Rewrite the stretch from the line containing "Task: locate the cluster" through the end of the lines below, swapping "one-line" for "single-line" and leaving everything else unchanged.
=== Data entries ===
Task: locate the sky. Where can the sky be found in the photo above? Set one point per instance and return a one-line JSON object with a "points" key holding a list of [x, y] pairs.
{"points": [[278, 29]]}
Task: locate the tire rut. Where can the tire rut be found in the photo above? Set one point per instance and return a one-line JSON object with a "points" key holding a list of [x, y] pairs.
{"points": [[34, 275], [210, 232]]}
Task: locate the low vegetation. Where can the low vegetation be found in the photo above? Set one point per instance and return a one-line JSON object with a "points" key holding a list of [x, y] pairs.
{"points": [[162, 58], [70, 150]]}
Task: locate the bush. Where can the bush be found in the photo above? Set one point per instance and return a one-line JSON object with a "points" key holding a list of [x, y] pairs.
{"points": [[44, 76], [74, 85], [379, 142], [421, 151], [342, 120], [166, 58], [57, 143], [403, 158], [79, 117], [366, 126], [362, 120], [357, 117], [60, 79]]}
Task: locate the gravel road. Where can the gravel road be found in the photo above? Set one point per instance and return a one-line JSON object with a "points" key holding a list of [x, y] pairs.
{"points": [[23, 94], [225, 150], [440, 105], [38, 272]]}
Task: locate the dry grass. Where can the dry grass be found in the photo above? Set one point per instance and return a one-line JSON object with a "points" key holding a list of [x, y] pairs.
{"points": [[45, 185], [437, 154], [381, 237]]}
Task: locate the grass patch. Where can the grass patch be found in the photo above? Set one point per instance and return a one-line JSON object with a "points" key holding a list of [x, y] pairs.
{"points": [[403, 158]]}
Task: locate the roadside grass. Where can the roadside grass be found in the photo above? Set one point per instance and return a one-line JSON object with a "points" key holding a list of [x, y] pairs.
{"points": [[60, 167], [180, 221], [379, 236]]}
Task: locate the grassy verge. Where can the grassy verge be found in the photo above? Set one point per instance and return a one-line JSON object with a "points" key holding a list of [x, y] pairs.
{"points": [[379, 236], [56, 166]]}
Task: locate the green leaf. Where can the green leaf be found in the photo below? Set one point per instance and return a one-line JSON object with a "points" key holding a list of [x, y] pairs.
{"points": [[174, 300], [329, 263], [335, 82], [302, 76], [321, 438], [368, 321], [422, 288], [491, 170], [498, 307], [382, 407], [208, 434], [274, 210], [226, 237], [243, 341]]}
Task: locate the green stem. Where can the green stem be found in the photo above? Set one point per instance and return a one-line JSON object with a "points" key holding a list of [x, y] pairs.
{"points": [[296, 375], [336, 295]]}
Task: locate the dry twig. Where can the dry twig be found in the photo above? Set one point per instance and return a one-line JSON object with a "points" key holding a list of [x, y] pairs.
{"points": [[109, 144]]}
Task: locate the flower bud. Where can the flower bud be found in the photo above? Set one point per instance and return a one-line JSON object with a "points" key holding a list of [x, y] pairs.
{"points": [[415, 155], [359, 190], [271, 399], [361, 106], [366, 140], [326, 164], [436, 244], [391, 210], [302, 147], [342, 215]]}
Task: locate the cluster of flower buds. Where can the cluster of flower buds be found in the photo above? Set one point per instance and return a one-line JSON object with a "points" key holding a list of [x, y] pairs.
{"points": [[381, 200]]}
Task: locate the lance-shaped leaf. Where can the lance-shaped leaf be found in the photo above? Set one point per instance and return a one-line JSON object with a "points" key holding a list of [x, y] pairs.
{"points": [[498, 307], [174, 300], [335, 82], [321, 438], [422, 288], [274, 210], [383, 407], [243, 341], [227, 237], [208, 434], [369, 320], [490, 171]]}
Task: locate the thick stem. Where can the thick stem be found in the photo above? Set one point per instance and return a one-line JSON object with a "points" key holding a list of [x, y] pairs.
===
▶ [Task output]
Task: locate the cluster of flower buds. Where can the cluster of flower buds be found in the photo above? Set one point per instance and return a single-line JSON object with a "points" key holding a list of [x, y] pairs.
{"points": [[381, 200]]}
Task: locate the lance-shaped leaf. Where can the lance-shaped leaf be found in the photo above? Set one point per instance and return a single-line JSON object with a "points" key holding a list of [x, y] pairs.
{"points": [[498, 307], [174, 300], [335, 82], [321, 438], [422, 288], [274, 210], [383, 407], [243, 341], [227, 237], [208, 434], [369, 320], [490, 171]]}
Task: locate the thick stem. Where can the thick stem be found in the photo above? Set one point per instance and return a single-line JSON object with a "points" key holding a list of [x, y] pairs.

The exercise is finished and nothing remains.